Task to complete ::
You are to retype exactly the line with "Query: wooden plank wall" and every line after it in the entries below.

*** The records

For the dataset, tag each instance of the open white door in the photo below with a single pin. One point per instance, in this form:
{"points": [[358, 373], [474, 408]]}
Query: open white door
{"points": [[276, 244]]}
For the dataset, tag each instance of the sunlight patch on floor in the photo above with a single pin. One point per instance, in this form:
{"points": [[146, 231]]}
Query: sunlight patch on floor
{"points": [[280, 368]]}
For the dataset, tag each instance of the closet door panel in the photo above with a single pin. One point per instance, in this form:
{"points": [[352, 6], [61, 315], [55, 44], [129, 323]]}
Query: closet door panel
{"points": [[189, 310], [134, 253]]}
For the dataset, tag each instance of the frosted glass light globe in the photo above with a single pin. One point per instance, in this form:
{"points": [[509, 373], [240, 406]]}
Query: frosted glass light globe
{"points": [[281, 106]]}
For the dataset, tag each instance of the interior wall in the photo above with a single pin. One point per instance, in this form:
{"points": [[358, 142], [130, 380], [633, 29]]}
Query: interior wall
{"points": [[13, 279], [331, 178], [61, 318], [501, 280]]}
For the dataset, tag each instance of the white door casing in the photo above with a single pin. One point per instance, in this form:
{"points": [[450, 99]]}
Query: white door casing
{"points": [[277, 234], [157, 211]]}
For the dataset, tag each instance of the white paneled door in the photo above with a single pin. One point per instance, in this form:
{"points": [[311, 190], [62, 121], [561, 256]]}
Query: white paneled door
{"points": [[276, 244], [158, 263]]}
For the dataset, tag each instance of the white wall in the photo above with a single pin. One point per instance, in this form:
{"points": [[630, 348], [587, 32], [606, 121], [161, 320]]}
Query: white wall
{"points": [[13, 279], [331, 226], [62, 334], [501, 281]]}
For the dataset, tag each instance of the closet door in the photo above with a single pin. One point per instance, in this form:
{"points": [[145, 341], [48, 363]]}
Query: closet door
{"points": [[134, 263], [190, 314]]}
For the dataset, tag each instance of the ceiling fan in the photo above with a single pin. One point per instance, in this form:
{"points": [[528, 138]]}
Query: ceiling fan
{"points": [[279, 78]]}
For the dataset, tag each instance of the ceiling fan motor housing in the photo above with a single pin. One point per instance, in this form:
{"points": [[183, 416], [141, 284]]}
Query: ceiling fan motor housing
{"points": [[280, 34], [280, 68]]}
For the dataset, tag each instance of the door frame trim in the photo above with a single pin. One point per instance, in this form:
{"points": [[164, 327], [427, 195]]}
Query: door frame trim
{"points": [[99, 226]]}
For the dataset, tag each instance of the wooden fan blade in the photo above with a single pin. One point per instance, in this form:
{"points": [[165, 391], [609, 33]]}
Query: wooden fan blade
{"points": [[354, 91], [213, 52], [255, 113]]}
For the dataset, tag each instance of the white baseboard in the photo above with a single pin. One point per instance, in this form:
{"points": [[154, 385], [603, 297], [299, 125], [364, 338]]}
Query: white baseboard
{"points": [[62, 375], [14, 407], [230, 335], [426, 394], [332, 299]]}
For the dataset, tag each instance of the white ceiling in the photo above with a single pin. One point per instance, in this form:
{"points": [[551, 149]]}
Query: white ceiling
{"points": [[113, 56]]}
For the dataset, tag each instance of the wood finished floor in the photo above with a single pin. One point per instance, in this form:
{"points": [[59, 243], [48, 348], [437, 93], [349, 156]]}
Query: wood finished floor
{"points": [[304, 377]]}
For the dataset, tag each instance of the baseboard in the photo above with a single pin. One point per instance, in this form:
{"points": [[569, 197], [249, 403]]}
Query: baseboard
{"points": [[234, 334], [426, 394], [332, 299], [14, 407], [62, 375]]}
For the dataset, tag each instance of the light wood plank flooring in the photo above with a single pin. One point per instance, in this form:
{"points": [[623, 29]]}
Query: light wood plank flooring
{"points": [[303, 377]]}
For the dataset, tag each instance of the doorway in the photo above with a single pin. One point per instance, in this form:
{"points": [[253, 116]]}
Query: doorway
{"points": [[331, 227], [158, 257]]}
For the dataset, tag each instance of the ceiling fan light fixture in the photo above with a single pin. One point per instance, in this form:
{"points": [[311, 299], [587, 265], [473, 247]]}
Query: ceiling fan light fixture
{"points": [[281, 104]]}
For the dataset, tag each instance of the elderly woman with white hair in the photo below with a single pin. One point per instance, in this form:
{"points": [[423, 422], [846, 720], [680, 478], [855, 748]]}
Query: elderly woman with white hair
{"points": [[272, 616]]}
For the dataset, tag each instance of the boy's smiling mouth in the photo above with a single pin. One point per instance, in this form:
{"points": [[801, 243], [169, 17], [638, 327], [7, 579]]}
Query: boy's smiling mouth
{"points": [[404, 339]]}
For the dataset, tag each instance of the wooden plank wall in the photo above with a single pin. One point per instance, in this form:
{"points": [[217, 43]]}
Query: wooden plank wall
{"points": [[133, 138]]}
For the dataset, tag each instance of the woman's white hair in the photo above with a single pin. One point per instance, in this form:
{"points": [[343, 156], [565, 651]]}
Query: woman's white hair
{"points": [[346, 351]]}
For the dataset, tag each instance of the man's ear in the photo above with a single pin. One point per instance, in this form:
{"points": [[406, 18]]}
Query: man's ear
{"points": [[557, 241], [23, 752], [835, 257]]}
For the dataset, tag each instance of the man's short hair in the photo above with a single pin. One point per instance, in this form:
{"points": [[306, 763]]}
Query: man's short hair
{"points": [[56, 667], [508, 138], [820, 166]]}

******

Your solution ::
Query: wooden plank wall
{"points": [[133, 138]]}
For the dataset, tag each instance of the woman's white hair in the photo above with a single pin. One point per instance, in this form:
{"points": [[343, 156], [565, 651]]}
Query: woman's white hair
{"points": [[346, 351]]}
For the dataset, tag each instance of the man's ear in the photo above with a single pin. One point per instance, in this form:
{"points": [[406, 18]]}
Query: man's ear
{"points": [[557, 241], [23, 752], [835, 257]]}
For the dataset, tag each instance of the man's short hair in the photo above with a single pin. One point per instance, in this form:
{"points": [[306, 763]]}
Query: man's short hair
{"points": [[56, 667], [508, 138], [820, 166]]}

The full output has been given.